- **Exercise directions**: Recast the records as a Markdown table with the columns Row and Record line, starting at the line that contains "Locate the stone" and running through the end of the records, with both ends included. Number each row and leave out blank lines.
* BEGIN Provided information *
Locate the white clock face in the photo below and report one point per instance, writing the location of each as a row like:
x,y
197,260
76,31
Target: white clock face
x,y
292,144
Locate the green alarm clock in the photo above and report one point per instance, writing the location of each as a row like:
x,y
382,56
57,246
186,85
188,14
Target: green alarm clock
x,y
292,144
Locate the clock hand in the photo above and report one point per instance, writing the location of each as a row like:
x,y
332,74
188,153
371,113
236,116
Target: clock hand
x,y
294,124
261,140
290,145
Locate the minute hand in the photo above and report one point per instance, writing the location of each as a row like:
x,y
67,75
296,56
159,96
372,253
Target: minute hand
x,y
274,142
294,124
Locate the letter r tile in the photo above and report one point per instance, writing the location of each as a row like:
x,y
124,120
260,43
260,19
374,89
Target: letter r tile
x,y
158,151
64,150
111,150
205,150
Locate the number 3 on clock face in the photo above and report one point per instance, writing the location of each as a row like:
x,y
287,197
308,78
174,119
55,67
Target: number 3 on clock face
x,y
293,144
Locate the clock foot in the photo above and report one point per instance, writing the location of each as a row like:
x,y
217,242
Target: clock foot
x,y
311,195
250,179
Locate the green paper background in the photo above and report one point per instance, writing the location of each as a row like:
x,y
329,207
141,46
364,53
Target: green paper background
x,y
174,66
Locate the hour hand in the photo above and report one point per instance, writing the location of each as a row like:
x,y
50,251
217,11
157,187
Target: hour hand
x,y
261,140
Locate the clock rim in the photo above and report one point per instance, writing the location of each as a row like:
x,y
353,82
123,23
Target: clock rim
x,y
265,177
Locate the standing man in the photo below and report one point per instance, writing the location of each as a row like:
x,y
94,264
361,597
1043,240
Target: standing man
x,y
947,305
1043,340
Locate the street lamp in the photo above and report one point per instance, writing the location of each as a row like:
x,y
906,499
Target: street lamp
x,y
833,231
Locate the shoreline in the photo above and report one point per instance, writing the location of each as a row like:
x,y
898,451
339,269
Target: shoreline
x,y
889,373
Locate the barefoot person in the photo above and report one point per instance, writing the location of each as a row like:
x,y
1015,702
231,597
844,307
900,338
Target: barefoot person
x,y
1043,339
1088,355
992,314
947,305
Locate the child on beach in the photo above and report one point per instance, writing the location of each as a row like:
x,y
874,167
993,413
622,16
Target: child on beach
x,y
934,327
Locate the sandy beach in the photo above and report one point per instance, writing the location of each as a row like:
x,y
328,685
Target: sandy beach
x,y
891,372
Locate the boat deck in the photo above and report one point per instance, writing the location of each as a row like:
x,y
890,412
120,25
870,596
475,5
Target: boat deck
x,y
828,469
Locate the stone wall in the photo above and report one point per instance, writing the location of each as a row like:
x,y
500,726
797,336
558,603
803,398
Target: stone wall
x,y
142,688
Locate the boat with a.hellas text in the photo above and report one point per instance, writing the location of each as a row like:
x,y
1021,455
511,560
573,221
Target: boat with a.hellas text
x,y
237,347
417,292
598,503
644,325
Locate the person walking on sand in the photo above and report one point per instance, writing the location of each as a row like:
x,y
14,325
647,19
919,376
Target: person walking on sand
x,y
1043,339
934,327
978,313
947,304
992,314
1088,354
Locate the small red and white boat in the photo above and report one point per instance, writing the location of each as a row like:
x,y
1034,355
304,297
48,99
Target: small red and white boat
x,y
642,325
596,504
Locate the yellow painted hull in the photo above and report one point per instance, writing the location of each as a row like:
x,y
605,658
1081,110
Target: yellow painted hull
* END Provided information *
- **Answer**:
| Row | Record line |
|---|---|
| 1 | Locate the stone wall in the photo above and report one point per instance, writing the location of each as a row like: |
| 2 | x,y |
| 3 | 500,726 |
| 4 | 797,336 |
| 5 | 558,603 |
| 6 | 803,398 |
| 7 | Target: stone wall |
| 8 | x,y |
| 9 | 142,688 |
| 10 | Locate the boat with a.hellas text in the photo above and report one point per instance, writing the location of each as a row like: |
| 11 | x,y |
| 12 | 1021,455 |
| 13 | 511,560 |
| 14 | 573,221 |
| 15 | Target: boat with a.hellas text |
| 16 | x,y |
| 17 | 237,347 |
| 18 | 417,292 |
| 19 | 598,503 |
| 20 | 644,325 |
| 21 | Locate the person walking on sand in the photo above and report one point per instance, writing the location of each as a row like: |
| 22 | x,y |
| 23 | 14,325 |
| 24 | 647,19 |
| 25 | 919,376 |
| 26 | Target: person walking on sand |
| 27 | x,y |
| 28 | 1043,339 |
| 29 | 934,327 |
| 30 | 978,313 |
| 31 | 947,304 |
| 32 | 992,314 |
| 33 | 1088,354 |
| 34 | Locate the small red and white boat in the photo above and report one point per instance, writing the location of each as a row like: |
| 35 | x,y |
| 36 | 1034,355 |
| 37 | 304,297 |
| 38 | 48,99 |
| 39 | Target: small red and white boat |
| 40 | x,y |
| 41 | 642,325 |
| 42 | 596,504 |
| 43 | Locate the yellow painted hull in the photo above and report one point per instance, writing the location of each as a row like: |
| 44 | x,y |
| 45 | 605,658 |
| 46 | 1081,110 |
| 47 | Target: yellow painted hull |